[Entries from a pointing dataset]

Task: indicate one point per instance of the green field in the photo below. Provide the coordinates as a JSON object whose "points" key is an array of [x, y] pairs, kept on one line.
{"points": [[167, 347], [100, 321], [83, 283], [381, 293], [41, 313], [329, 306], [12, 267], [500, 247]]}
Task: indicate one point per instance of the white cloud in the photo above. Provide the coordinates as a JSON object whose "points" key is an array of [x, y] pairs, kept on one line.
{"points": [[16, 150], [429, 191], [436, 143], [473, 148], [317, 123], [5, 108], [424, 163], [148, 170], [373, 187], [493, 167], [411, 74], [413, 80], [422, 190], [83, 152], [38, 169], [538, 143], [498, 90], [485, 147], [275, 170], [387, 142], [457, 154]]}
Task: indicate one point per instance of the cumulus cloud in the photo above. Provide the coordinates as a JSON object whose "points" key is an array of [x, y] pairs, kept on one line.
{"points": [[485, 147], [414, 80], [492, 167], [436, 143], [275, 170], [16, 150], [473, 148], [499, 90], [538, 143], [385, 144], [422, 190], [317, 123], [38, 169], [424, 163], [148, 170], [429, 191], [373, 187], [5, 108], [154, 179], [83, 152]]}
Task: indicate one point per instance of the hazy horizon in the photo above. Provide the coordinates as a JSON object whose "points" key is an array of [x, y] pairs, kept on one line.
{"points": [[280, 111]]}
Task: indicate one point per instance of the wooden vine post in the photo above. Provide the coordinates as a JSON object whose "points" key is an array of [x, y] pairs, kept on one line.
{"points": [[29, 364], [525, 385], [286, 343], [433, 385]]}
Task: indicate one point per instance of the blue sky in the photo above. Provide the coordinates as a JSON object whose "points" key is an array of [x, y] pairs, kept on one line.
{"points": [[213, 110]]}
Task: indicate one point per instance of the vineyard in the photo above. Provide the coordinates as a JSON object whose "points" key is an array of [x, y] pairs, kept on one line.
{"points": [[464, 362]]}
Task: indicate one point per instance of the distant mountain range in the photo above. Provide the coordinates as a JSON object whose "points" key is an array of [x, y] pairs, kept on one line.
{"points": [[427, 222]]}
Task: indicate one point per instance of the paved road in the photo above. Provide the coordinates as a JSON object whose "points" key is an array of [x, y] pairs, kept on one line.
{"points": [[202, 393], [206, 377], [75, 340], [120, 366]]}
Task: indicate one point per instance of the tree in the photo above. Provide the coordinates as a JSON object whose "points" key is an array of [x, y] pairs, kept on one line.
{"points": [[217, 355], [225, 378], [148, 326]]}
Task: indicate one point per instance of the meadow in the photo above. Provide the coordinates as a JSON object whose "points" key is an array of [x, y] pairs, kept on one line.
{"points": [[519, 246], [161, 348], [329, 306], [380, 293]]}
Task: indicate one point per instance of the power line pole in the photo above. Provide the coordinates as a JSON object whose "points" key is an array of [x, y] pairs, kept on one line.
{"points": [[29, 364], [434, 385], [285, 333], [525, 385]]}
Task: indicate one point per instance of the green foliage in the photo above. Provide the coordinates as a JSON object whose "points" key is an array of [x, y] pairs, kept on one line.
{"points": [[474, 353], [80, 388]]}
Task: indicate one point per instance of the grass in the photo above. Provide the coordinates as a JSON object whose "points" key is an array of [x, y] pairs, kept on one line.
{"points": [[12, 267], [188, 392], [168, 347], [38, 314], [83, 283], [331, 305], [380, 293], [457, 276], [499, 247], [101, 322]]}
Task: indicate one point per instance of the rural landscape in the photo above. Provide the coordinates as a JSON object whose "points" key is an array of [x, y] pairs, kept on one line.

*Set task:* Give again only the lines of the material above that run from the one with "Task: indicate one point per instance of the meadow" through the end, both included, exactly as they appear.

*Expected output:*
Task: indicate one point per instance of the meadow in the photo above. Provide the coordinates as a JSON object whose "points" key is an array of [x, y] pairs, kept on one line.
{"points": [[519, 246], [161, 348], [329, 306], [380, 293]]}
Task: indicate one point per instance of the power line pole in the photo above. Provide the coordinates as a JSON object whose "points" key is an array of [x, y] pairs, kept on one line.
{"points": [[29, 364], [434, 385], [285, 333], [525, 385]]}
Task: indicate one point per instance of the green foliage in the photo above. Provide the coordinates as a JSON object whose "points" key is an array of [x, y] pairs, kept on one line.
{"points": [[474, 353], [80, 388]]}
Task: indicate one point per instance of the grass in the photo above. Provide the coordinates as a JSON object whose "points" key is an array of [x, y] pairs, kept on one line.
{"points": [[12, 267], [188, 392], [168, 347], [38, 314], [83, 283], [331, 305], [380, 293], [457, 276], [499, 247], [101, 322]]}
Task: indicate one point per instance of the rural landscape in the photo above. Provide the coordinates as a JSON object whose "points" key is an array of [x, y] pairs, kept on one line.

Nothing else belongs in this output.